▶ _TRY IT_
Extract, from the listing that follows, each line containing the word "white".

******************************

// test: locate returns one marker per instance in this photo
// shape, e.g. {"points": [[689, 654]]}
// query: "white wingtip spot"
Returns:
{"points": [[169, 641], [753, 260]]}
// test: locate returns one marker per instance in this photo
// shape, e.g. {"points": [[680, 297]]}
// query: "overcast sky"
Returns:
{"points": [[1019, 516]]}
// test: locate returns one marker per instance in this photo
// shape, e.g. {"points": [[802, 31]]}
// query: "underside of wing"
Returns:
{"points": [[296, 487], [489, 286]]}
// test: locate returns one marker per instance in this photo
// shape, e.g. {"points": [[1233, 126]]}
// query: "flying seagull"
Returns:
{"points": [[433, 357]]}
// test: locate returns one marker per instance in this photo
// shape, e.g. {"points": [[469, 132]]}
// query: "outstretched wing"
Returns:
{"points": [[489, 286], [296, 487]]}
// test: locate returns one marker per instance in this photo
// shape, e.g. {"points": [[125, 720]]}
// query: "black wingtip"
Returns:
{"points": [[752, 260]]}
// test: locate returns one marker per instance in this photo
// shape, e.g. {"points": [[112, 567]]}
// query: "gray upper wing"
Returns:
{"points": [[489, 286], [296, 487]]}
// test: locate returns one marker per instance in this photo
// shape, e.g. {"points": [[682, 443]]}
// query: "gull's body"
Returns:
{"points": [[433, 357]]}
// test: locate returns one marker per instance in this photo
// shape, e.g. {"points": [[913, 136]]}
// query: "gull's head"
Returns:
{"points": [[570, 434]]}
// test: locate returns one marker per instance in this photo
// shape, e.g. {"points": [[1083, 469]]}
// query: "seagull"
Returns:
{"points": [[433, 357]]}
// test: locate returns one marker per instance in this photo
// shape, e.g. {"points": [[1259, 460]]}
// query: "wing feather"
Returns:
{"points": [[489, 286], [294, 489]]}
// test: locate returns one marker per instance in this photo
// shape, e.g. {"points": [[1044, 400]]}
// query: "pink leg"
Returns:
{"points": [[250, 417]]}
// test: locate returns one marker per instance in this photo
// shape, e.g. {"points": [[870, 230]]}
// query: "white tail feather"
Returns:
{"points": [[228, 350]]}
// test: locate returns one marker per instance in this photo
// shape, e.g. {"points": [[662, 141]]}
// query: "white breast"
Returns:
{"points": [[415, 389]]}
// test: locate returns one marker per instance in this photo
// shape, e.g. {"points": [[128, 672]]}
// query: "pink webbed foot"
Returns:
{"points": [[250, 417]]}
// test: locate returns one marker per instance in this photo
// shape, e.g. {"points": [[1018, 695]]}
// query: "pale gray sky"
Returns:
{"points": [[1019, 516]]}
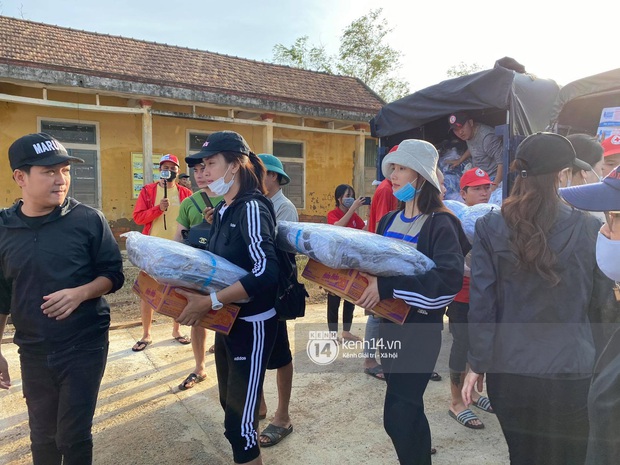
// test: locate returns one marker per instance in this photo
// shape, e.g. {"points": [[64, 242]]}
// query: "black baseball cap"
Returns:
{"points": [[222, 141], [458, 119], [545, 153], [38, 150]]}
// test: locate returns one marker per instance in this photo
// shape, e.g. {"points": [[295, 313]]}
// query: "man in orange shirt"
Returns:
{"points": [[157, 208]]}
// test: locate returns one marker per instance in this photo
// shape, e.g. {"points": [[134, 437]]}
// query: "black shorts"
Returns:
{"points": [[281, 354]]}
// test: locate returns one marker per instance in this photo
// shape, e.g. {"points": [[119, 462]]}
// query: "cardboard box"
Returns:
{"points": [[349, 284], [164, 300]]}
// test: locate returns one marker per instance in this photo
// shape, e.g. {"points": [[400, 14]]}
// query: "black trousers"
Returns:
{"points": [[333, 304], [544, 421], [408, 355], [61, 391], [241, 360]]}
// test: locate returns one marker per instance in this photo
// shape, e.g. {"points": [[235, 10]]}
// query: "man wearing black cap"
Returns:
{"points": [[185, 181], [483, 146], [58, 258]]}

******************************

▶ _OUTPUT_
// query: "white wingtip spot"
// query: "white tail feather"
// query: "white breast"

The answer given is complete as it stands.